(Items in a dataset)
>> START
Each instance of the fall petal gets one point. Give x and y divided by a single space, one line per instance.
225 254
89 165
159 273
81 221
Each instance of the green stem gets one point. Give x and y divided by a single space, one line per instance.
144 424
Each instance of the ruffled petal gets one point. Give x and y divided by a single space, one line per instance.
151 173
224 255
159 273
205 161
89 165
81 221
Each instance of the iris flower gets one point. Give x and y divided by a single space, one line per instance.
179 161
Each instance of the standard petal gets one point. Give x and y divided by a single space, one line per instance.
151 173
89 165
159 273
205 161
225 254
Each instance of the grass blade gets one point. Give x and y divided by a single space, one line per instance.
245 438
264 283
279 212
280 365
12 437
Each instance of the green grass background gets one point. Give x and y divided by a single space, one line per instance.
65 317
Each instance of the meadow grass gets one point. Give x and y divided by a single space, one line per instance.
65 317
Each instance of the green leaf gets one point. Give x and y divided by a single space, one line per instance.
>> END
- _Work to complete_:
Reproduce the records without any change, starting at the line with "Each instance of the meadow" and continuing through the end of the records, both included.

- _Complete output_:
Each instance of the meadow grass gets one point. Give x and y divided by a single space, one line per instance.
65 317
Each instance of the green leaf gets one point. Give x and y divided by a single space, one line per instance.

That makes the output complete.